WHAT YOU WILL DO → From the first line of the records below through the line with "negative clicks: (584, 207) (629, 225)", output each line exactly; skip the pictures.
------ EXTRACTED RECORDS
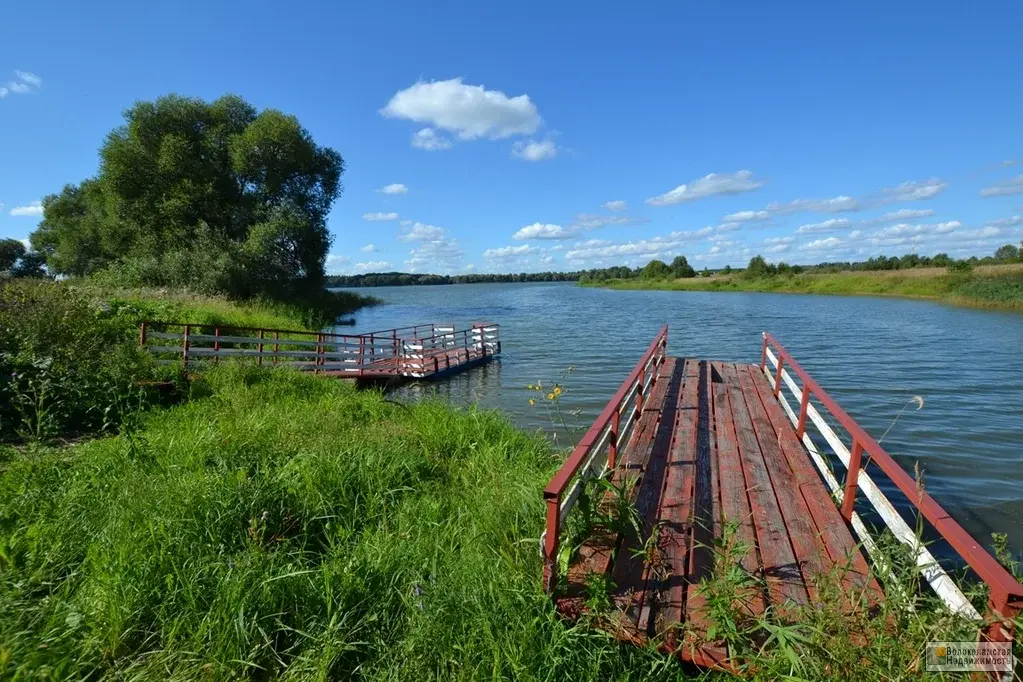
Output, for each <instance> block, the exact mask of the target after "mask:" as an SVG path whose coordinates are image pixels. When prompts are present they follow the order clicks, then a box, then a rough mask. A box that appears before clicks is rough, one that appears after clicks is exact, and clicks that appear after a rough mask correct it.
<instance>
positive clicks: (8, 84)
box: [0, 71, 43, 99]
mask: <svg viewBox="0 0 1023 682" xmlns="http://www.w3.org/2000/svg"><path fill="white" fill-rule="evenodd" d="M14 76H15V77H16V78H14V79H13V80H10V81H7V82H6V83H4V84H2V85H0V99H3V98H4V97H6V96H7V95H8V94H9V93H14V94H18V95H24V94H28V93H30V92H36V91H37V90H39V89H40V88H41V87H43V79H41V78H39V77H38V76H36V75H35V74H32V73H30V72H27V71H15V72H14Z"/></svg>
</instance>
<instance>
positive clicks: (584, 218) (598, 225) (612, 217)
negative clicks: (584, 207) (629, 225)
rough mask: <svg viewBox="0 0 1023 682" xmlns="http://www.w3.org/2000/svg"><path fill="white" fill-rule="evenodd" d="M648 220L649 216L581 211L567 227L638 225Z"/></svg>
mask: <svg viewBox="0 0 1023 682" xmlns="http://www.w3.org/2000/svg"><path fill="white" fill-rule="evenodd" d="M649 222H650V219H649V218H631V217H629V216H595V215H592V214H587V213H581V214H579V215H578V216H576V219H575V222H573V223H572V225H570V226H569V227H573V228H578V229H580V230H595V229H598V228H602V227H606V226H608V225H639V224H642V223H649Z"/></svg>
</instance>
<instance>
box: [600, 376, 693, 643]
mask: <svg viewBox="0 0 1023 682" xmlns="http://www.w3.org/2000/svg"><path fill="white" fill-rule="evenodd" d="M669 363H670V364H671V366H670V368H668V367H667V365H668V364H669ZM665 368H666V369H668V371H667V372H666V373H665V375H662V376H661V378H660V380H659V381H658V383H657V385H656V387H655V390H654V391H653V392H651V393H652V397H651V400H650V401H649V402H648V403H647V404H648V405H650V406H651V407H652V408H653V409H656V411H657V425H656V427H655V428H654V429H653V431H652V434H653V438H652V439H651V440H650V441H649V447H650V452H649V453H648V454H647V457H646V460H647V466H646V467H644V468H643V471H642V474H641V478H640V481H639V485H638V486H637V489H636V497H635V501H634V504H633V507H634V510H635V513H636V516H637V518H638V521H639V529H640V532H639V533H636V532H635V530H634V529H632V528H629V529H627V532H626V537H625V538H624V539H623V542H622V550H621V551H620V552H619V554H618V557H617V558H616V561H615V566H614V570H613V572H612V581H613V582H614V583H615V585H616V586H617V590H616V602H617V603H618V605H619V607H620V608H621V609H622V611H623V612H624V613H625V616H626V618H627V622H628V623H629V624H634V627H635V630H636V632H637V633H646V632H647V618H648V617H647V615H646V612H644V609H643V602H644V600H649V599H650V597H651V593H650V591H649V590H648V589H647V576H648V575H649V572H650V571H654V572H657V571H660V570H661V558H660V550H659V545H660V537H659V530H658V529H657V528H656V527H657V511H658V507H659V506H660V502H661V497H662V493H663V490H664V480H665V471H666V469H667V464H668V452H669V450H670V449H671V435H672V431H673V426H674V423H675V406H676V403H677V397H678V390H679V383H680V380H681V371H680V369H681V368H680V367H678V366H677V365H676V361H675V359H674V358H672V359H670V360H669V361H668V362H666V363H665ZM647 414H648V413H647V412H646V410H644V417H646V416H647ZM643 447H647V444H646V443H644V444H643ZM655 531H657V532H658V536H654V533H655ZM648 550H649V551H648ZM648 559H653V562H648Z"/></svg>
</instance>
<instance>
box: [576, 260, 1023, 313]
mask: <svg viewBox="0 0 1023 682" xmlns="http://www.w3.org/2000/svg"><path fill="white" fill-rule="evenodd" d="M580 286H588V287H599V288H609V289H618V290H669V291H751V292H767V293H813V294H824V295H863V297H881V298H899V299H914V300H921V301H934V302H937V303H944V304H950V305H954V306H964V307H969V308H982V309H990V310H1005V311H1013V312H1020V313H1023V265H1011V266H985V267H981V268H977V270H976V271H975V272H972V273H949V272H947V271H946V270H943V269H940V268H926V269H919V270H905V271H894V272H838V273H819V274H818V273H800V274H785V275H772V276H769V277H757V278H747V277H745V276H743V274H742V273H737V274H728V275H714V276H711V277H690V278H682V279H638V278H637V279H612V280H605V281H586V282H581V283H580Z"/></svg>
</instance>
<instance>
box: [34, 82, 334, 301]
mask: <svg viewBox="0 0 1023 682" xmlns="http://www.w3.org/2000/svg"><path fill="white" fill-rule="evenodd" d="M99 155H100V167H99V173H98V174H97V175H96V177H95V178H91V179H88V180H86V181H84V182H82V183H81V184H80V185H77V186H76V185H68V186H66V187H64V188H63V190H62V191H61V192H60V193H59V194H52V195H50V196H47V197H46V198H45V199H44V200H43V208H44V214H43V221H42V222H41V223H40V225H39V229H38V230H37V231H36V232H35V233H33V235H32V237H31V240H32V244H33V246H34V247H35V248H36V249H37V251H38V252H40V253H41V254H43V255H44V256H45V257H46V263H47V266H48V268H49V269H50V271H51V272H54V273H59V274H69V275H89V274H93V273H96V272H99V271H106V272H107V273H108V274H109V275H110V276H113V277H116V278H118V279H121V280H124V281H125V282H126V283H128V282H129V281H130V282H131V283H139V284H155V285H165V284H170V285H184V286H190V287H192V288H196V289H201V290H210V291H226V292H228V293H231V294H234V295H254V294H258V293H268V294H274V295H282V294H283V295H288V294H294V293H302V292H303V291H306V290H310V289H311V288H312V287H316V288H319V287H321V286H322V283H323V275H324V273H323V265H324V261H325V259H326V254H327V251H328V248H329V246H330V235H329V233H328V232H327V229H326V215H327V213H328V212H329V210H330V204H331V203H332V202H333V200H335V199H336V198H337V197H338V196H339V194H340V193H341V191H342V185H341V175H342V174H343V173H344V171H345V163H344V161H343V160H342V157H341V154H339V153H338V152H337V151H335V150H333V149H330V148H328V147H320V146H317V145H316V144H315V142H313V139H312V137H311V136H310V134H309V132H308V131H307V130H306V129H305V128H303V127H302V126H301V125H300V124H299V122H298V120H296V119H295V117H291V116H286V115H284V113H281V112H280V111H276V110H273V109H265V110H263V111H259V112H257V110H256V109H255V108H254V107H253V106H251V105H250V104H249V103H247V102H246V101H244V100H242V99H241V98H239V97H236V96H226V97H221V98H220V99H218V100H216V101H213V102H206V101H203V100H201V99H190V98H186V97H179V96H177V95H169V96H166V97H161V98H160V99H158V100H157V101H155V102H138V103H136V104H135V105H134V106H132V107H131V108H130V109H128V110H127V111H125V125H124V126H122V127H120V128H118V129H116V130H114V131H113V132H110V133H109V135H107V137H106V140H105V142H104V143H103V145H102V147H101V148H100V150H99Z"/></svg>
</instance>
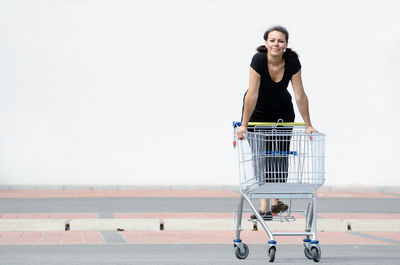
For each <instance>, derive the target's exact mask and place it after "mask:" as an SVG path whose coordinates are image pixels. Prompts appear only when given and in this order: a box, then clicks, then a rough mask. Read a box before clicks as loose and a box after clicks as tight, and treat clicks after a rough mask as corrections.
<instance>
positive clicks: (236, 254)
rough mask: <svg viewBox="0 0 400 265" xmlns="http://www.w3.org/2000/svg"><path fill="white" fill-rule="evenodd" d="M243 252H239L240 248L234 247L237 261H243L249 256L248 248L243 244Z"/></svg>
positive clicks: (236, 246) (239, 250)
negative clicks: (238, 260)
mask: <svg viewBox="0 0 400 265" xmlns="http://www.w3.org/2000/svg"><path fill="white" fill-rule="evenodd" d="M243 248H244V252H242V251H240V248H239V247H237V246H235V256H236V258H238V259H245V258H247V256H248V255H249V247H248V246H247V245H246V244H243Z"/></svg>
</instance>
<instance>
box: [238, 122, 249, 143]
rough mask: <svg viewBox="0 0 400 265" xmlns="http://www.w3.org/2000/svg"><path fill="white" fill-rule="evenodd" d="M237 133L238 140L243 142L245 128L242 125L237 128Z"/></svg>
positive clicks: (245, 126) (245, 128) (245, 136)
mask: <svg viewBox="0 0 400 265" xmlns="http://www.w3.org/2000/svg"><path fill="white" fill-rule="evenodd" d="M237 133H238V139H239V140H244V139H246V135H247V127H246V126H244V125H242V126H240V127H239V130H238V131H237Z"/></svg>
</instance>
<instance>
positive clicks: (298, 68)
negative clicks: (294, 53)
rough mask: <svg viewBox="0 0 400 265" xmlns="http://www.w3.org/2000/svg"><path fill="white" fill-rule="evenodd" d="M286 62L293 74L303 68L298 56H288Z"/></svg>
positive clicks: (286, 58)
mask: <svg viewBox="0 0 400 265" xmlns="http://www.w3.org/2000/svg"><path fill="white" fill-rule="evenodd" d="M285 64H286V66H287V67H288V68H289V69H290V70H291V72H292V75H294V74H296V73H297V72H298V71H299V70H300V68H301V63H300V60H299V57H298V56H288V57H286V58H285Z"/></svg>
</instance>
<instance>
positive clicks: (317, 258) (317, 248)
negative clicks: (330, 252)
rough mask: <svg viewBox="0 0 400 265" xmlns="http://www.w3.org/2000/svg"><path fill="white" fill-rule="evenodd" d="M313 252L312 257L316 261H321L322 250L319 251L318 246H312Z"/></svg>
mask: <svg viewBox="0 0 400 265" xmlns="http://www.w3.org/2000/svg"><path fill="white" fill-rule="evenodd" d="M311 254H312V259H313V260H314V261H315V262H319V261H320V260H321V251H319V250H318V248H316V247H311Z"/></svg>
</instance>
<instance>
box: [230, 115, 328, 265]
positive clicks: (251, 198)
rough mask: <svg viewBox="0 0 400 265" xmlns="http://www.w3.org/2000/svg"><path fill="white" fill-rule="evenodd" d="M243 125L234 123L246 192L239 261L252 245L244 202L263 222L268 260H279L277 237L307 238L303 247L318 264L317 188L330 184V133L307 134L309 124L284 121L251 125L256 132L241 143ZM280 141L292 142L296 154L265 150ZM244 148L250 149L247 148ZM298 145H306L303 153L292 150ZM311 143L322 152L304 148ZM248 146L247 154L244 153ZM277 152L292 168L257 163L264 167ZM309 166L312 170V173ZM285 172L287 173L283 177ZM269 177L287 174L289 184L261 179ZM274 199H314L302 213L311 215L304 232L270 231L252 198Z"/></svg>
mask: <svg viewBox="0 0 400 265" xmlns="http://www.w3.org/2000/svg"><path fill="white" fill-rule="evenodd" d="M240 125H241V123H240V122H234V123H233V127H234V147H235V148H236V145H237V147H238V148H237V149H238V160H239V178H240V194H241V197H240V200H239V203H238V206H237V216H236V218H235V219H236V237H235V240H234V249H235V255H236V257H237V258H239V259H244V258H246V257H247V255H248V253H249V249H248V247H247V245H246V244H244V243H243V242H242V240H241V239H240V232H241V230H242V228H241V222H242V217H243V205H244V201H246V202H247V203H248V204H249V206H250V208H251V210H252V212H253V213H254V215H255V216H256V218H257V221H258V222H259V223H260V225H261V226H262V228H263V229H264V231H265V232H266V234H267V235H268V238H269V240H268V245H269V248H268V256H269V261H270V262H273V261H274V259H275V252H276V245H277V241H276V240H275V236H305V238H304V240H303V245H304V247H305V248H304V253H305V256H306V257H307V258H308V259H313V260H314V261H315V262H318V261H319V260H320V258H321V248H320V246H319V241H318V239H317V195H316V190H317V189H318V188H319V187H321V186H322V185H323V184H324V182H325V171H324V161H325V134H323V133H319V132H318V133H313V134H312V135H309V134H307V133H306V130H305V124H304V123H283V121H282V120H279V121H278V122H277V123H259V122H257V123H252V122H249V128H250V127H251V128H252V132H248V133H247V139H248V141H247V139H244V140H238V138H237V129H238V127H239V126H240ZM278 128H289V129H290V130H289V131H286V132H280V133H279V132H278V130H277V129H278ZM276 135H278V137H274V138H271V136H276ZM289 135H290V136H291V138H290V137H289V138H286V140H279V136H289ZM268 137H269V138H268ZM281 138H282V137H281ZM254 139H255V140H254ZM288 139H289V140H288ZM279 141H280V143H282V142H283V141H290V150H293V151H289V152H286V151H283V152H280V151H279V150H276V151H273V152H271V151H270V150H266V148H268V147H266V144H265V143H266V142H268V144H269V145H271V144H270V142H273V144H276V143H278V142H279ZM250 142H251V143H250ZM254 143H255V144H254ZM294 143H295V144H294ZM245 144H246V145H247V146H244V145H245ZM278 144H279V143H278ZM298 144H299V145H301V148H300V150H299V149H296V148H297V146H292V145H298ZM302 144H303V145H302ZM311 144H316V145H318V146H317V148H318V149H316V150H318V151H315V150H309V149H307V150H305V149H304V150H303V149H302V148H303V147H305V146H309V145H311ZM250 145H252V146H250ZM257 145H258V146H257ZM249 146H250V149H249ZM255 146H256V147H255ZM260 146H261V147H260ZM246 147H247V154H246V151H245V149H246ZM249 150H250V152H251V153H252V157H251V158H249ZM260 152H261V153H262V155H260ZM272 154H273V155H274V156H275V155H277V156H280V157H286V159H287V160H286V161H287V162H286V163H288V164H289V165H287V166H286V167H279V166H278V167H275V168H274V169H271V168H270V169H268V165H265V163H264V164H262V165H261V166H260V165H256V164H260V163H259V161H264V160H266V161H268V159H270V158H271V157H272ZM246 155H247V157H246ZM291 155H292V156H293V158H290V159H288V157H289V156H291ZM266 163H268V162H266ZM249 164H251V166H249ZM294 164H296V168H295V169H293V168H290V167H291V166H292V165H294ZM255 168H256V169H255ZM310 168H312V169H311V170H310ZM283 171H285V172H284V173H283ZM266 172H267V173H266ZM268 172H272V173H268ZM268 174H270V175H271V174H272V175H273V174H275V175H276V174H281V175H282V174H286V180H285V181H284V182H283V183H274V181H272V183H271V182H269V183H265V179H260V178H259V176H260V175H261V176H262V177H264V176H265V175H268ZM249 175H250V176H249ZM310 176H311V177H310ZM263 181H264V182H263ZM274 198H279V199H290V200H292V199H309V200H310V203H309V204H308V207H307V209H305V210H304V211H302V212H304V213H305V216H306V220H305V230H304V232H272V231H271V229H269V227H268V225H267V224H266V222H265V221H264V219H263V218H262V217H261V215H260V214H259V213H258V210H257V209H256V208H255V206H254V204H253V202H252V200H253V199H274ZM281 221H282V220H281ZM311 238H312V239H311Z"/></svg>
------------
RESULT OF THE EXERCISE →
Output, for each <instance> block, the exact mask of the target after "mask:" as an SVG path whose coordinates are image pixels. When prompts are present they follow the order clicks, then a box, then a rough mask. A box that appears before clicks is rough, one that appears after clicks is exact, and clicks that appear after a rough mask correct it.
<instance>
positive clicks: (8, 84)
box: [0, 71, 43, 99]
mask: <svg viewBox="0 0 1023 682" xmlns="http://www.w3.org/2000/svg"><path fill="white" fill-rule="evenodd" d="M14 76H15V77H16V78H14V79H13V80H10V81H7V82H6V83H4V84H2V85H0V99H3V98H4V97H6V96H7V95H8V94H9V93H14V94H18V95H24V94H28V93H30V92H36V91H37V90H39V89H40V88H41V87H43V79H41V78H39V77H38V76H36V75H35V74H32V73H30V72H27V71H15V72H14Z"/></svg>
</instance>
<instance>
positive clicks: (584, 218) (598, 225) (612, 217)
negative clicks: (584, 207) (629, 225)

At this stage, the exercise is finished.